◆ SUPPLIED TEXT:
—————
00:12:52:01 – 00:13:22:22
Ilan Berman
The Islamic Revolutionary Guard Corps doesn’t have a lot of legitimacy. If it turns out that there’s no Islamic revolution to guard. And if we can get a little bit of clarity on that, it would actually, I think, sort of reset the narrative conversation in a really interesting way. And they’re working to prevent that. And so, what you have is you have this initial deal that creates this framework for them to solidify power at home, for them to strengthen their economy because oil is going to be flowing through the Strait of Hormuz.
00:13:22:24 – 00:13:47:09
Ilan Berman
It is one that basically gives a free pass to China and to Russia. Right. The main supporters, economically and politically of these republics. And so, I think what’s going to happen is this will hold for at least a period of time. I think it will be very clear in a few weeks that the Iranians are slow rolling the nuclear negotiations, because that’s their plan.
00:13:47:09 – 00:14:09:04
Ilan Berman
They want a slow roll. That’s been their plan consistently. But I do think that the appetite of the United States has already diminished and will diminish further the longer we go under this framework. And so, I think if you’re looking at this from Tehran, you have a lot to be happy about. If you’re looking from Washington, you have less to be happy about.
00:14:09:04 – 00:14:41:18
Ilan Berman
And if you’re looking from Jerusalem, you have not anything to be happy about, because what the deal does, which is sort of the poison pill from the Israeli perspective, is it tethers the Lebanon front, the fight against Hezbollah to the core interests of the Iranian regime. The Iranian regime has been saying for a long time that Hezbollah and the Lebanon front is intrinsic, and the Israelis have been trying to pry those issues apart as much as they can with this deal.
00:14:41:23 – 00:15:08:11
Ilan Berman
Lebanon is functionally grandfathered into this nuclear agreement, and Israel’s freedom of action against Hezbollah is moving forward. Moving forward is going to be severely constrained. So, what you actually now have is you have a deal that not only potentially significantly strengthens the Iranian regime, but it’s also one that maintains Lebanese, the Lebanese political system, as a political hostage of the Islamic Republic.
—————
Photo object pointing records
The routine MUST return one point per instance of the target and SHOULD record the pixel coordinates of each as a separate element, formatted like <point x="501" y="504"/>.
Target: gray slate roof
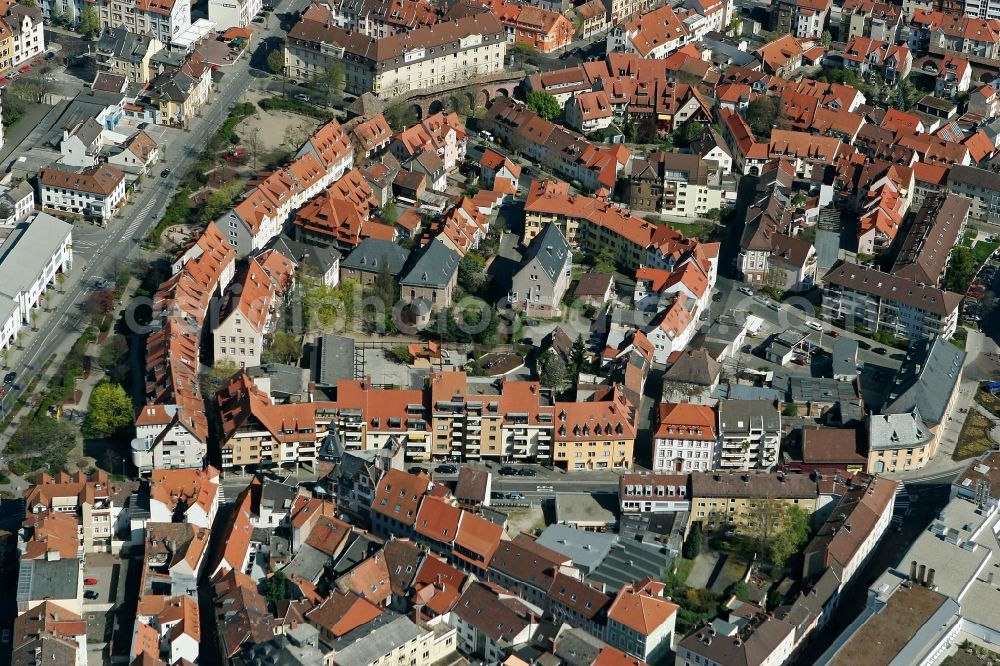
<point x="48" y="579"/>
<point x="735" y="416"/>
<point x="332" y="359"/>
<point x="371" y="253"/>
<point x="370" y="642"/>
<point x="586" y="549"/>
<point x="845" y="356"/>
<point x="434" y="267"/>
<point x="124" y="45"/>
<point x="926" y="380"/>
<point x="897" y="431"/>
<point x="551" y="250"/>
<point x="322" y="258"/>
<point x="26" y="251"/>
—————
◆ TASKS TO PERFORM:
#1 In the Iran deal transcript, what does the speaker say has consistently been Iran's plan for the nuclear negotiations?
#2 Copy the photo object pointing records line for line, without the pictures.

◆ ANSWER LIST:
#1 To slow roll them.

#2
The routine MUST return one point per instance of the target and SHOULD record the pixel coordinates of each as a separate element, formatted like <point x="501" y="504"/>.
Target: gray slate roof
<point x="48" y="579"/>
<point x="735" y="416"/>
<point x="332" y="359"/>
<point x="371" y="253"/>
<point x="370" y="642"/>
<point x="586" y="549"/>
<point x="845" y="356"/>
<point x="434" y="267"/>
<point x="124" y="45"/>
<point x="926" y="380"/>
<point x="897" y="431"/>
<point x="551" y="250"/>
<point x="322" y="258"/>
<point x="26" y="251"/>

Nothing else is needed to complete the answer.